Ausgewählter Auszug -

====================

Letzter Rekord verdeutlicht die neuen Gegebenheiten bei der Migration: Obwohl viele Anträge gestellt werden, ziehen auch täglich dutzende Menschen weiter.

Viele Menschen seien dabei aber noch gar nicht erfasst worden, sagt Lukas Gahleitner-Gertz vom NGO-Zusammenschluss Asylkoordination. "Ich gehe davon aus, dass wir eine Dunkelziffer von mehr als 10.000 Menschen haben, die weiterreisen". Wie er darauf kommt? Die Zahl der Asylwerbenden in der Grundversorgung sei nach wie vor stabil bei rund 20.000, "trotz dieser Anträge".

====================

Gespeicherte Einträge:
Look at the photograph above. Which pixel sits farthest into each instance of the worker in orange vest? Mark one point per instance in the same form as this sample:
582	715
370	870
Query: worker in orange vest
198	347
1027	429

====================

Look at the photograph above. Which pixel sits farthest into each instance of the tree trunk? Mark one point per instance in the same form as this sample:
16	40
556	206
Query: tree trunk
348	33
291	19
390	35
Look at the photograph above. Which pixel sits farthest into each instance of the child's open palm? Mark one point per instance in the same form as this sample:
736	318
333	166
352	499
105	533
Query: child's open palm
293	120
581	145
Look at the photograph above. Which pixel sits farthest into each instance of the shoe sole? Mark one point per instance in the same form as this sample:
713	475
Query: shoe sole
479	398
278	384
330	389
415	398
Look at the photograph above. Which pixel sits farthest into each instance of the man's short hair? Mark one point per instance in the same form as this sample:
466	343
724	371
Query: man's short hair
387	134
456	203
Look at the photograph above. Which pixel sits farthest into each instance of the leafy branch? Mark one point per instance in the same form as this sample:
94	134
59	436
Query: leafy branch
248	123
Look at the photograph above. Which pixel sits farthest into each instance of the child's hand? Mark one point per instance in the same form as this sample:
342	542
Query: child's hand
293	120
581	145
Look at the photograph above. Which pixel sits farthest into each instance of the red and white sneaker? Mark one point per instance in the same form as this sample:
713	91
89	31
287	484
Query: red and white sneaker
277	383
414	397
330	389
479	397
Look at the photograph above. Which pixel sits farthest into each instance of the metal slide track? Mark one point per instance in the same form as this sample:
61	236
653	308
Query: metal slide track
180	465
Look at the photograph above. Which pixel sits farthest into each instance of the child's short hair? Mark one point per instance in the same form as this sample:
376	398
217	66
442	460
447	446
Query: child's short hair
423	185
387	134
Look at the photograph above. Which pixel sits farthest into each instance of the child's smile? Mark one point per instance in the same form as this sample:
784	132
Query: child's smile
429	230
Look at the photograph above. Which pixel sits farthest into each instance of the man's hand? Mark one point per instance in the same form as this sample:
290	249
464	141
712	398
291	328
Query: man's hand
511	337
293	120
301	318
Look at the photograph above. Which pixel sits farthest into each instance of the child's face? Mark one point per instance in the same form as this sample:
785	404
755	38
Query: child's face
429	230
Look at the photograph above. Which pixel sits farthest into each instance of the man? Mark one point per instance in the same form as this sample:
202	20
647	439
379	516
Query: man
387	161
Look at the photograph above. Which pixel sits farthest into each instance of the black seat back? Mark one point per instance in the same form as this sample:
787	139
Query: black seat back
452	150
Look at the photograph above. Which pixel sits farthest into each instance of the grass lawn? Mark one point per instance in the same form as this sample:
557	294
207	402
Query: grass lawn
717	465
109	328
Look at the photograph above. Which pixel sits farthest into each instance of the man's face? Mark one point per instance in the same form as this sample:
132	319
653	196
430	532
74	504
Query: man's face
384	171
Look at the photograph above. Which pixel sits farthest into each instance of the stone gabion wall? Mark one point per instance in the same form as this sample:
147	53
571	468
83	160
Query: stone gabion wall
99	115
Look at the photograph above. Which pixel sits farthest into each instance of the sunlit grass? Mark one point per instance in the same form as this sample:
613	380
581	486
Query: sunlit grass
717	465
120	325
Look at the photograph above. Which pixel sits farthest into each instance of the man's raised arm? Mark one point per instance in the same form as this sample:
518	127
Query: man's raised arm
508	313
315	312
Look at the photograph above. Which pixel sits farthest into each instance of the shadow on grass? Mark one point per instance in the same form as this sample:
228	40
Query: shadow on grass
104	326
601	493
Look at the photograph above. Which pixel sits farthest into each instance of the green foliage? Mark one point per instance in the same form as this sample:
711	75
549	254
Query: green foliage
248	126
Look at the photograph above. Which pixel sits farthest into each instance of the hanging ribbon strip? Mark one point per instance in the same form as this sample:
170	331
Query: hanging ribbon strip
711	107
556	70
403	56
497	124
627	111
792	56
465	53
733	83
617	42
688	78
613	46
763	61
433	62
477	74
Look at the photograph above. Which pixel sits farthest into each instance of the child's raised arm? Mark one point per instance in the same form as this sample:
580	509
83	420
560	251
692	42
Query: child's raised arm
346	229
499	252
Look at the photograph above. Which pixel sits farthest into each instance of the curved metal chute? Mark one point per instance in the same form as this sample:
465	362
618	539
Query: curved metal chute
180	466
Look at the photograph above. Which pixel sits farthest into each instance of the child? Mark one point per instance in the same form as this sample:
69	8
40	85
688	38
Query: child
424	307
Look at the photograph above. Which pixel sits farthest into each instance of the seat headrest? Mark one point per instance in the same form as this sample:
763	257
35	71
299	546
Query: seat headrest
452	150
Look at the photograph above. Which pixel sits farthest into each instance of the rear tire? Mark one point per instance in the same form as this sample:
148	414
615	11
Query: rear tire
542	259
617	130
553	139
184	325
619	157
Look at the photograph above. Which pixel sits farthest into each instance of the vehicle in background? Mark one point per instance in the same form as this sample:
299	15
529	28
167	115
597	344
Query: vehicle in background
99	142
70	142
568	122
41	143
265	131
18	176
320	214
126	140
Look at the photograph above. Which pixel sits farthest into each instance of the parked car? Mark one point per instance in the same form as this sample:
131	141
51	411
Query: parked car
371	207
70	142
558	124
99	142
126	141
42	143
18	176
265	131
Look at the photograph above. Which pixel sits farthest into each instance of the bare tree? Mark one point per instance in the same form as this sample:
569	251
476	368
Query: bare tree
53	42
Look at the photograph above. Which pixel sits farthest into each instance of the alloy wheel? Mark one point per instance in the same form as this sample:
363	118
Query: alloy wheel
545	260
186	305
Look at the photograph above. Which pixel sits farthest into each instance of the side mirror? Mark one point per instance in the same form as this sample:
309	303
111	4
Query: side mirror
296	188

====================

Aufgaben -
**a.** Nenne alle Substantive aus dem Satz des Auszugs zur Migration, der mit „Letzter Rekord“ beginnt, in der Reihenfolge ihres Auftretens.
**b.** Setze den Auszug über Migration und Asylanträge nach seinem letzten Satz fort.

Lösungen nacheinander -
**a.** Rekord, Gegebenheiten, Migration, Anträge, Menschen

**b.**
Erste Zelte im Westen

Was mit den Menschen in der Zwischenzeit passiert, darüber ist nun ein Streit zwischen Bund und Länder entbrannt. Angesichts überfüllter Bundesquartiere appellierten die Bundesbetreuungseinrichtungen (BBU) bereits im Juni an die Länder, ihre Quoten bei der Flüchtlingsunterbringung zu erfüllen, die die meisten nicht einmal im Ansatz erreichen. Passiert ist darauf aber nichts. Erst als vergangene Woche das Innenministerium mit dem Aufstellen erster Zelte in Oberösterreich und Kärnten begann, setzte sich etwas in Bewegung: Vorarlberg bot an, noch diese Woche 70 Plätze für Flüchtlinge in bestehenden Caritas-Quartieren zu schaffen; Tirol wollte bis Ende November 500 Menschen aufnehmen.

Doch es war wohl zu wenig, und es kam zu spät: Am Donnerstag rollten die ersten weißen Zelte auf dem Gelände der Polizeischule Wiesenhof im Tiroler Absam an. Schon ab Freitag sollen hier 100 Asylwerber nächtigen. Vorarlberg steht das gleiche Szenario bevor: In Feldkirch-Gisingen könnten dieses Wochenende schon 40 Geflüchtete in Zelten unterkommen.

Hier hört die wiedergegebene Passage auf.